** Work required **
Copy out word for word everything in the items below from the line containing "Please pin the tan" down to the end of the items, including that first line.

** Data records **
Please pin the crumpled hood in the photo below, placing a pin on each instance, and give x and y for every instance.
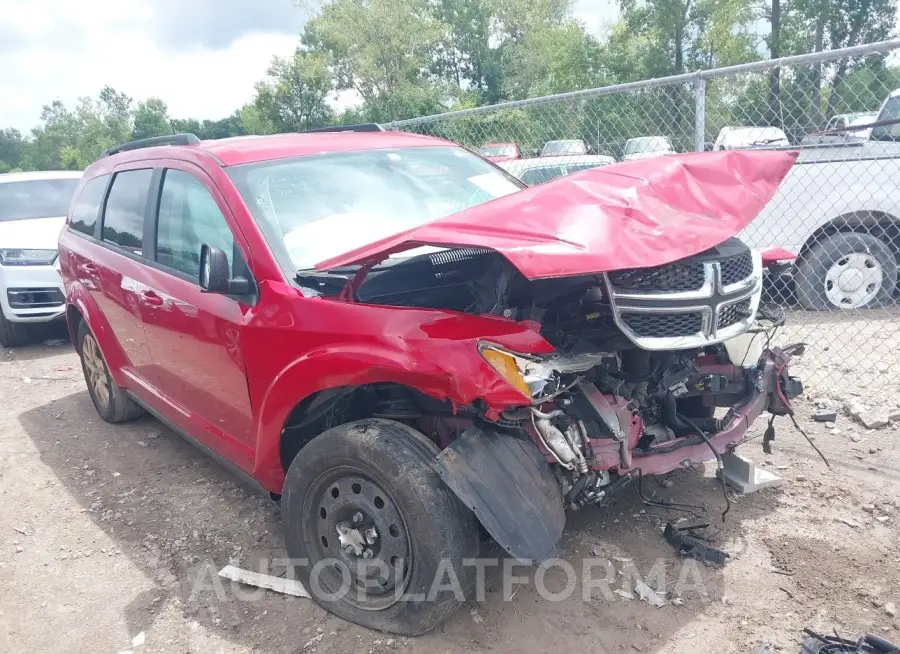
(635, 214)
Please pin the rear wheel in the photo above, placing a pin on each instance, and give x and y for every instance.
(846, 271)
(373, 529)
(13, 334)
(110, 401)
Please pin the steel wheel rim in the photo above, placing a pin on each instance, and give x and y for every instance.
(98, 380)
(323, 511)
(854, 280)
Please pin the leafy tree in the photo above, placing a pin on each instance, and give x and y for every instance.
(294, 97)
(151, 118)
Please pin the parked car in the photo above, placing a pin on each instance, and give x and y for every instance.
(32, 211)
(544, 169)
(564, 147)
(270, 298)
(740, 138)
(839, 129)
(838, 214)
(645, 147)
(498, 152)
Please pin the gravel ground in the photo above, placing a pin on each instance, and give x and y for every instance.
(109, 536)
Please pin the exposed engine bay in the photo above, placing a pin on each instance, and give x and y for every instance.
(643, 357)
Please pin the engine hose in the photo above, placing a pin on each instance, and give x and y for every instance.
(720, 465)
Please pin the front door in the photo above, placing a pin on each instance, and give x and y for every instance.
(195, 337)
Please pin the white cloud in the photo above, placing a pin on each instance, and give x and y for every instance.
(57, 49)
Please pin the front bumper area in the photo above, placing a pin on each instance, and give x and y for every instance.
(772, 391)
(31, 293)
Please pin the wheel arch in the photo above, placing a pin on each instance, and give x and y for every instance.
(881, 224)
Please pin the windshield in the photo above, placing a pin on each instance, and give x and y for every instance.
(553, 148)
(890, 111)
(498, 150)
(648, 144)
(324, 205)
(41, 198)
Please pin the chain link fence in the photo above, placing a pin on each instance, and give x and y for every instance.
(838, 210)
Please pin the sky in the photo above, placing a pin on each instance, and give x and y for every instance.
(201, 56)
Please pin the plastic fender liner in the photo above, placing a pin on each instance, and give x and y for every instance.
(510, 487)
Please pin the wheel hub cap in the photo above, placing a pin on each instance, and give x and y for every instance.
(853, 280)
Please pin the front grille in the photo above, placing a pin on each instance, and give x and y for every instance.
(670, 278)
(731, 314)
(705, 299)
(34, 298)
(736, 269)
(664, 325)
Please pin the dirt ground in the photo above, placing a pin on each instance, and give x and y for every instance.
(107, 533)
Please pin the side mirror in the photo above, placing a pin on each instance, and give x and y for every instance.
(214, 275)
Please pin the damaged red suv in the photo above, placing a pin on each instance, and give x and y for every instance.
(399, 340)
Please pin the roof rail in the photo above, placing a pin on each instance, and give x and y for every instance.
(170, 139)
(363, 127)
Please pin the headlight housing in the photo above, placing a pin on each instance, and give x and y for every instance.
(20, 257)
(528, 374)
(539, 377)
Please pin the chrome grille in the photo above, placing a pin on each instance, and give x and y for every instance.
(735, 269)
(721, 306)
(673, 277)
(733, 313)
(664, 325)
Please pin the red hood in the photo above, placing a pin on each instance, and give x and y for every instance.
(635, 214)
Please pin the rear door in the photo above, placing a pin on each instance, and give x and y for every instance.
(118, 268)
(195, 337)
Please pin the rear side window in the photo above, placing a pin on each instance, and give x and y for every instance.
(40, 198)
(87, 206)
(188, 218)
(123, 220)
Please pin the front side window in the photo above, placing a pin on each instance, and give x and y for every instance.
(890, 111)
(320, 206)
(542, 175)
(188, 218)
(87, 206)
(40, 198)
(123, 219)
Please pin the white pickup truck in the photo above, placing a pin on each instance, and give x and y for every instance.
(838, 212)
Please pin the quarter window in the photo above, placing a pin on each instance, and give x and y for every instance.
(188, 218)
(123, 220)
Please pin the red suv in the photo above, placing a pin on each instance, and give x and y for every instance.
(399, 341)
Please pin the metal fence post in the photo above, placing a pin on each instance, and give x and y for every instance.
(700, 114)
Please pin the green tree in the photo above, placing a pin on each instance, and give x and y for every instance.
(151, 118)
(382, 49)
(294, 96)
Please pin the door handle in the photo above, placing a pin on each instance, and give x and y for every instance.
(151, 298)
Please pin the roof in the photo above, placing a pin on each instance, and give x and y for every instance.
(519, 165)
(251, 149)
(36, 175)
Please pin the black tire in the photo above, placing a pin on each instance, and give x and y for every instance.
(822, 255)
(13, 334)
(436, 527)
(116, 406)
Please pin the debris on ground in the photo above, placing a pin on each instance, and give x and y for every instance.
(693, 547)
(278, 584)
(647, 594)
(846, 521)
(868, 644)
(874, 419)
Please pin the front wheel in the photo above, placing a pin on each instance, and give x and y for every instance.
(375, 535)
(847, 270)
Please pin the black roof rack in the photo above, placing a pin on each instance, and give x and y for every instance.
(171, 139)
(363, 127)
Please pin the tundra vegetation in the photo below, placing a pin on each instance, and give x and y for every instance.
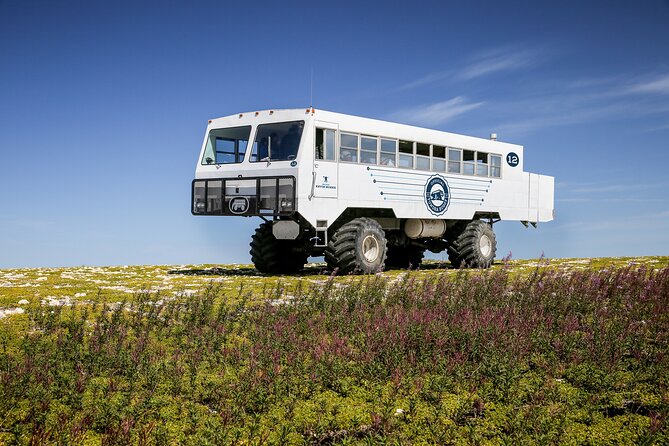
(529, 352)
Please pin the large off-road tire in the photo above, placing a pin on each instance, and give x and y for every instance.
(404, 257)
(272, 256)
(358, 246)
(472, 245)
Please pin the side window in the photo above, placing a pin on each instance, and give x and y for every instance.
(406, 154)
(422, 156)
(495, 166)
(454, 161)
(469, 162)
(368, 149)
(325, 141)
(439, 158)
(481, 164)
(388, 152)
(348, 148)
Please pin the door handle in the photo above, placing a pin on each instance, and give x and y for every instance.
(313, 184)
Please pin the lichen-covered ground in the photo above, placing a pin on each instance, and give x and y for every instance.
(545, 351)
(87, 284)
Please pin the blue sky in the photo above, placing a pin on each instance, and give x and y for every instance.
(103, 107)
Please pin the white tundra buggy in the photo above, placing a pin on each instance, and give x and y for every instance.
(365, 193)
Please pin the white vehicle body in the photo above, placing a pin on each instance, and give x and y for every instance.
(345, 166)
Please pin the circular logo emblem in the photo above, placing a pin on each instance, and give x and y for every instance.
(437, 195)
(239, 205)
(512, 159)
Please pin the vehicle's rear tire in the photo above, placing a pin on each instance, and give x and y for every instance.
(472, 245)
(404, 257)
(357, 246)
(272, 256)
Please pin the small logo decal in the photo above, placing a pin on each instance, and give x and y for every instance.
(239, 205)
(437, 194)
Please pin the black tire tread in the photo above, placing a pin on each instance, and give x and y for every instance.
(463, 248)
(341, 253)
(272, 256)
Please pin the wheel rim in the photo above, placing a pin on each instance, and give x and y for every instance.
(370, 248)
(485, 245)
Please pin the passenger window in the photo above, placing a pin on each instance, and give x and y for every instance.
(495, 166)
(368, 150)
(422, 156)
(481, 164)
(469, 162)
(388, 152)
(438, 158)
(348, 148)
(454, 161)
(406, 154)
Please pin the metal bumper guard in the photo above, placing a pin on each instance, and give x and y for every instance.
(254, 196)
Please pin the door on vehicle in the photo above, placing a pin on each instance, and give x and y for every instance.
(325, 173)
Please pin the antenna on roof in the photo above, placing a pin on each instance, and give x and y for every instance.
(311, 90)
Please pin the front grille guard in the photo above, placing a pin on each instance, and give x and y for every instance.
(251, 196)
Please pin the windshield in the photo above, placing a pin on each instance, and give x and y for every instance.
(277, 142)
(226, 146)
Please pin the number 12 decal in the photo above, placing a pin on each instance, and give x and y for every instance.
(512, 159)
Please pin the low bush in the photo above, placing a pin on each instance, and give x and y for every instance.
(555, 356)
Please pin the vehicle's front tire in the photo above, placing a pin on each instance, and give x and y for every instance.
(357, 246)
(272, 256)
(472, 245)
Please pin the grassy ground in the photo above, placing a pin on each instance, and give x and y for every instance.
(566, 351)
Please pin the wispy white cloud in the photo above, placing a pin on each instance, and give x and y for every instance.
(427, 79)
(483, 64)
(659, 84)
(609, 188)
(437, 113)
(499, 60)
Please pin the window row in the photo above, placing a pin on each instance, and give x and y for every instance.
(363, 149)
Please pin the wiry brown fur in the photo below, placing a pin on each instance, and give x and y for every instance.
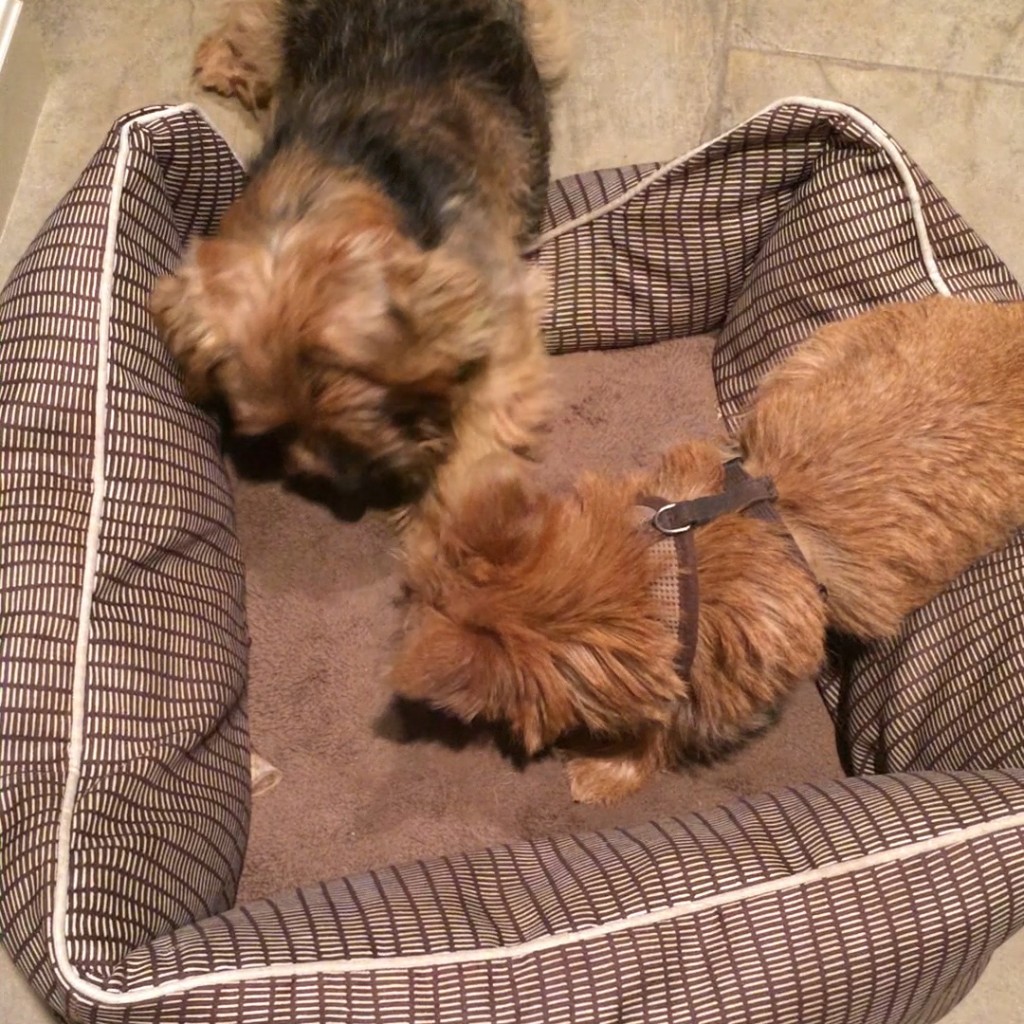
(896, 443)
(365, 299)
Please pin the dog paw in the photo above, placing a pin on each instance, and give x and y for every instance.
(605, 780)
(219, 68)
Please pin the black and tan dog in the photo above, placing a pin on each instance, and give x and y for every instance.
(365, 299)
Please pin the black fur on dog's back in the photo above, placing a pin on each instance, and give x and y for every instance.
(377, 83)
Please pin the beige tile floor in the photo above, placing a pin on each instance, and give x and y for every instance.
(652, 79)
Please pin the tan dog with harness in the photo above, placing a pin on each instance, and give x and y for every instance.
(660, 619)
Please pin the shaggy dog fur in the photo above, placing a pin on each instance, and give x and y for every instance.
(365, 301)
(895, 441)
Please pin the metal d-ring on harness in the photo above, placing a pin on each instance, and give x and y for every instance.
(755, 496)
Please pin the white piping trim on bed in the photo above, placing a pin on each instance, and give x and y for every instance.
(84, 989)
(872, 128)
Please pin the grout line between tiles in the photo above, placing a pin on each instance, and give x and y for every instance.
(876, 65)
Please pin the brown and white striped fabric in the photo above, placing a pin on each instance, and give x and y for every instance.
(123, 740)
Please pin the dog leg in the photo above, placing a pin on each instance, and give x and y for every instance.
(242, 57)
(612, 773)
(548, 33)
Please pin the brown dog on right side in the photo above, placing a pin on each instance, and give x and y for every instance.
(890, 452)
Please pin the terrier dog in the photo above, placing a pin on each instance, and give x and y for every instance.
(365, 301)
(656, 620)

** Task result **
Please pin the tan dog with harness in the photo above, placing a pin on each instance, and give x and y for every instance.
(660, 619)
Please pin the shaggy dog fur in the photo above, placing a pin on each instance, and give x and y for every instance.
(365, 301)
(895, 441)
Please pin the metal d-ring on harness in the photo above, placing a pin on each instance, and give x and y for every instance.
(755, 496)
Please pin the white piping trim on bed in the photo above, placing a pin on each instance, and give x and y for every instance.
(84, 989)
(872, 128)
Please pin the grout line between tiles in the photo above, placing a pin on each instance, and give x and y for every instance.
(876, 65)
Please pin the brown and white striped fabric in the photo above, placing a pin on each instance, and give x and y for every instance.
(123, 740)
Please pin the dog leg in the photo above, placing a pin on each instance, and give x and y for every instance.
(242, 57)
(612, 773)
(548, 33)
Please pin the brown dog on right side in the photo above, placing a pin on each instance, and give x and y for every instance.
(890, 452)
Please pin the terrier dog in the photo above, placing a pin on each instance, and give x and y for every instance.
(365, 301)
(656, 620)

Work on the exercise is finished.